*SOURCE DOCUMENT*
┌────────

For decades, the neon sign of the Roxy diner has glowed on SW Harvey Milk Street, a beacon for hungover brunchers, teenagers seeking late-night pancakes, and — in particular — LGBTQ Portlanders, looking for a respite after nights at Darcelle’s or Scandals. Early on in the pandemic, the diner closed, boarding up its windows with plywood. The diner briefly reopened and closed in late 2020, and finally, in June of 2021, the Roxy fully reopened — not for 24-hour service, but still flipping massive pancakes and chicken-frying steaks, hosting drag shows in the street outside the building in what’s now called Pride Plaza. Nonetheless, on March 20 — after less than a year post-reopening — the Roxy will close permanently.
In a Wednesday evening Facebook post, the team at the Roxy noted that the diner has been struggling since March 2020, and hasn’t been able to recoup the losses. When the diner first tried to reopen, in February 2021, owner Suzanne Hale says a fire and resulting water damage forced the diner to stay closed for another four months. When the city decided to rehabilitate the building, Hale says they were pushed out. “We’ve just been losing money since the pandemic,” the closing announcement reads. “Staffing is hard enough these days, (for everyone) but with the building rehab looming, it’s nearly impossible.”

└────────

Resume the article about the Roxy diner's closing, picking up right after its last sentence.

*Point-per-instance localization data*
┌────────

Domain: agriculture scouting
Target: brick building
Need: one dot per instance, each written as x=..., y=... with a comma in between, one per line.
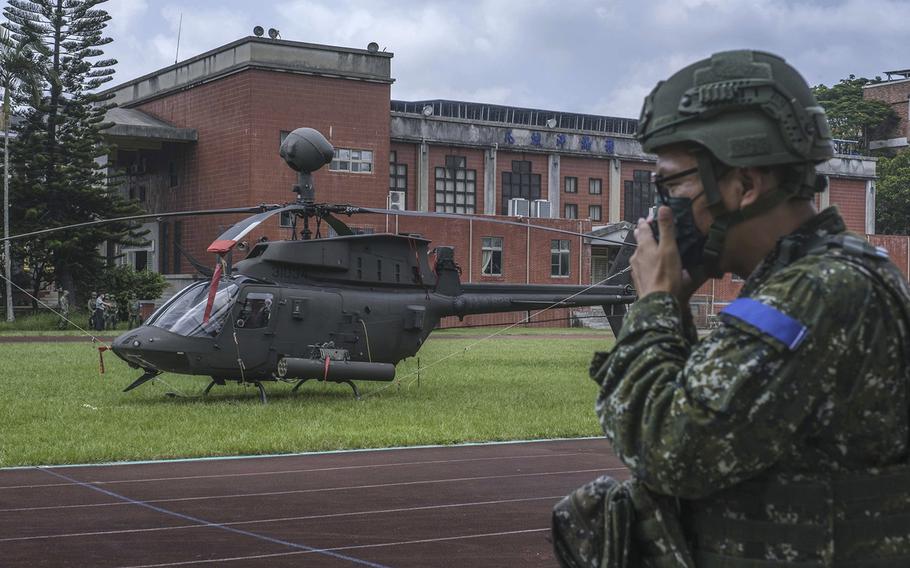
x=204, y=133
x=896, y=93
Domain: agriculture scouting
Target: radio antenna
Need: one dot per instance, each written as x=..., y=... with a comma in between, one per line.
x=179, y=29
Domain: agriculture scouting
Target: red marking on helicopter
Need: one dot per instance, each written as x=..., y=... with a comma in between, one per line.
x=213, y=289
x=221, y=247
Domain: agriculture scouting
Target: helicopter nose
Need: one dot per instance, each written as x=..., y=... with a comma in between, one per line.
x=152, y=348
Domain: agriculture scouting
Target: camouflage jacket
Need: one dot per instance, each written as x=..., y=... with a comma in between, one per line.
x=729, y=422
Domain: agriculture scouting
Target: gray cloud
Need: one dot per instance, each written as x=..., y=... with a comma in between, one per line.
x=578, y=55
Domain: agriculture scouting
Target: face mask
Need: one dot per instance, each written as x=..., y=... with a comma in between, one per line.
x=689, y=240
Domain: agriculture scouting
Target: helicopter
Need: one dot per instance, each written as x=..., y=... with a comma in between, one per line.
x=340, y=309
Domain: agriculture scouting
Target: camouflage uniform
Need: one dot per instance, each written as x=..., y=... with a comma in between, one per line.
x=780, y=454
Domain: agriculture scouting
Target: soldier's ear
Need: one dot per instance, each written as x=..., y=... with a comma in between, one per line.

└────────

*RESULT FOR THIS EXERCISE*
Between repairing water damage, mounting expenses, and COVID-19, owner Suzanne Hale says that the idea of moving the diner and staying afloat was untenable. “The Roxy, it’s a 24-hour place; the night shift is what paid the bills,” Hale says. “Graveyard is not coming back, downtown is broken ... I have no choice, I’m out of money.”
Gabriel Matthews, a spokesperson for the Portland Housing Bureau (PHB), says the building’s rehabilitation was necessary, especially considering the building needed to meet 115 years worth of updated safety codes; however, PHB had hoped to help keep the Roxy in business by assisting with relocation. “As the rehab will take two to three years, our focus was on trying to help the Roxy stay in business rather than assuring them they’d have a space to come back to in the Fairfield,” Matthews says. “The extensive layout changes ... will likely not allow for retail/restaurant space in the Roxy’s current location. The rehab will also aim to provide more usable space on the ground floor for the very-low-income residents, many of whom are highly-mobility challenged.”
The Hollywood-themed Roxy opened in 1994, in the heart of Portland’s “Burnside triangle,” “pink triangle” or “vaseline alley.” It was an area known for its queer-friendly businesses, with a high concentration of LGBTQ bars and clubs. For decades, Hale — the Lovely Suzanne — has been the diner’s matriarch, arriving at 6:30 a.m. to make coffee and sweep cigarette butts from the curb.
In the following years, the Roxy became a haven among Portland’s LGBTQ youth: It was one of the few explicitly queer places someone under the age of 18 could frequent. “Sophomore year, the owner, ‘The Lovely Suzanne,’ came in to speak at a GSA meeting,” Thom Hilton writes in a Portland Monthly piece. “She wore pounds of makeup and a gown fit for a Pride parade; a Lunchtime Diva Queen in a hallway packed with snickering lacrosse bros. I remember Suzanne telling us how the Roxy wasn’t just a diner: it was a safe space for anyone who had nowhere else to go.”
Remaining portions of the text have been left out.